▼

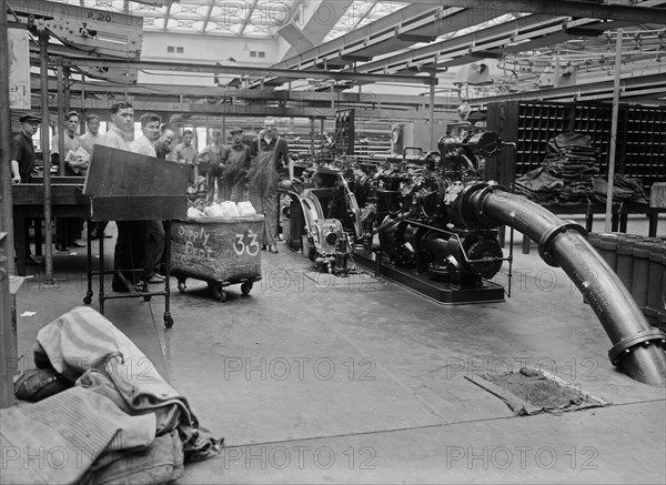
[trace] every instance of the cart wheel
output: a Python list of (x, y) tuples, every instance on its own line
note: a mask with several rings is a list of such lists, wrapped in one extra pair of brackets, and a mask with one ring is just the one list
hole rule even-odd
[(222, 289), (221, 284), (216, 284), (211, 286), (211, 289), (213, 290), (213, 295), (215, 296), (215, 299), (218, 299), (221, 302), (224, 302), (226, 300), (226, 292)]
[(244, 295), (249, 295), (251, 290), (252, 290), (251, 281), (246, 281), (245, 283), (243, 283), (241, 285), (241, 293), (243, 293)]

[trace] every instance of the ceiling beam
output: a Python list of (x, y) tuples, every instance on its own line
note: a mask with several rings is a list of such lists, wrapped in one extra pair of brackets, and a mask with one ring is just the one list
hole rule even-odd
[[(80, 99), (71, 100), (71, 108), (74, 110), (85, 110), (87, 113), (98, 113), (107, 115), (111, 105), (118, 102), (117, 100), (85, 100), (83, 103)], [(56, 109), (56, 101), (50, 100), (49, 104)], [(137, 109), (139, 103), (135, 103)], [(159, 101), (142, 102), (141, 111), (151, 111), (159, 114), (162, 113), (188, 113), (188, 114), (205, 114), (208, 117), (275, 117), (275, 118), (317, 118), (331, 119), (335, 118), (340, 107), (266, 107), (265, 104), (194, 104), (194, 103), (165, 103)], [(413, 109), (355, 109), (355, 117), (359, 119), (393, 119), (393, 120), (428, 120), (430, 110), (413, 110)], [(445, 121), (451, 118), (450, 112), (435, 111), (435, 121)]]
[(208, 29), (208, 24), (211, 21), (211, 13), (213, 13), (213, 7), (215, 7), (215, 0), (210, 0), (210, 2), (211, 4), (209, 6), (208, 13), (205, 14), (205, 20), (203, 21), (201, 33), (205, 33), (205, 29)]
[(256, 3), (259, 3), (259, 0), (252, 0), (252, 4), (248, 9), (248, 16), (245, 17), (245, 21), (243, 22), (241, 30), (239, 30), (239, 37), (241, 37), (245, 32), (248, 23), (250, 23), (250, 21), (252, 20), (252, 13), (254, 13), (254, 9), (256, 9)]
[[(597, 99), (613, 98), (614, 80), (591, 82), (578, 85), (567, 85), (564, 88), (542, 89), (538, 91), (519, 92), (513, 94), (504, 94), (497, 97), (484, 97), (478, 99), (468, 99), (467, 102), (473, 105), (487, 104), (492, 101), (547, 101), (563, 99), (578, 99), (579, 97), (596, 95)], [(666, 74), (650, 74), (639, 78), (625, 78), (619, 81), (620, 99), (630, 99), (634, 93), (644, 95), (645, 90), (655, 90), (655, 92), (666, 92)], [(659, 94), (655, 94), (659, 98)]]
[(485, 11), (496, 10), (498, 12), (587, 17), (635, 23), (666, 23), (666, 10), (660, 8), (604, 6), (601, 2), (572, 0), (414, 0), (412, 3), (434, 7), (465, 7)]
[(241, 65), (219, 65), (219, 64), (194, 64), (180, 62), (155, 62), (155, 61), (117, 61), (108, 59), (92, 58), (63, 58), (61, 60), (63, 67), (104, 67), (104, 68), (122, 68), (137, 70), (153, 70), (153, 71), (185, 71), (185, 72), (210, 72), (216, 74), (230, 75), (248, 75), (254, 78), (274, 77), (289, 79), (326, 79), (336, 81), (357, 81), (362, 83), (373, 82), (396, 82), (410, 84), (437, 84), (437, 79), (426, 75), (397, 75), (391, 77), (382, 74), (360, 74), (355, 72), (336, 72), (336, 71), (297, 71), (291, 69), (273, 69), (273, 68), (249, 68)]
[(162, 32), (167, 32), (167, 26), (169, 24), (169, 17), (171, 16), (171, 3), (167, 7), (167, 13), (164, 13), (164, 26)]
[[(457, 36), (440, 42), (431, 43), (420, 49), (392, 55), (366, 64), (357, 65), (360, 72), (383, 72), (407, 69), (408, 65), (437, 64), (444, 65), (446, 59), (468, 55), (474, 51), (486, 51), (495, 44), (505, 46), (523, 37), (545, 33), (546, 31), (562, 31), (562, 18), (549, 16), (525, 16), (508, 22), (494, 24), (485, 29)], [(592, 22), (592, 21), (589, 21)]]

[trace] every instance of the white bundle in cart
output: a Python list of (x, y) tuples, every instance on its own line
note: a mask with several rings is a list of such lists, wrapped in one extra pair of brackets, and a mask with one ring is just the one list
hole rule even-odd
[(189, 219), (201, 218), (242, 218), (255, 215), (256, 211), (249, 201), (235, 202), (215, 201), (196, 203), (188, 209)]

▲

# Exercise directions:
Copy the lines of the material exactly, from its start up to and including the line that contains "300), (226, 292)]", leaving out the pictures.

# Solution below:
[trace] every instance of the cart wheel
output: a Python list of (x, y) tuples, every instance on its own line
note: a mask with several rings is a list of such lists, wrapped in one extra pair of brackets, and a mask with one ring is just the one list
hole rule even-odd
[(222, 289), (221, 284), (216, 284), (211, 286), (211, 289), (213, 290), (213, 295), (215, 296), (215, 299), (218, 299), (221, 302), (224, 302), (226, 300), (226, 292)]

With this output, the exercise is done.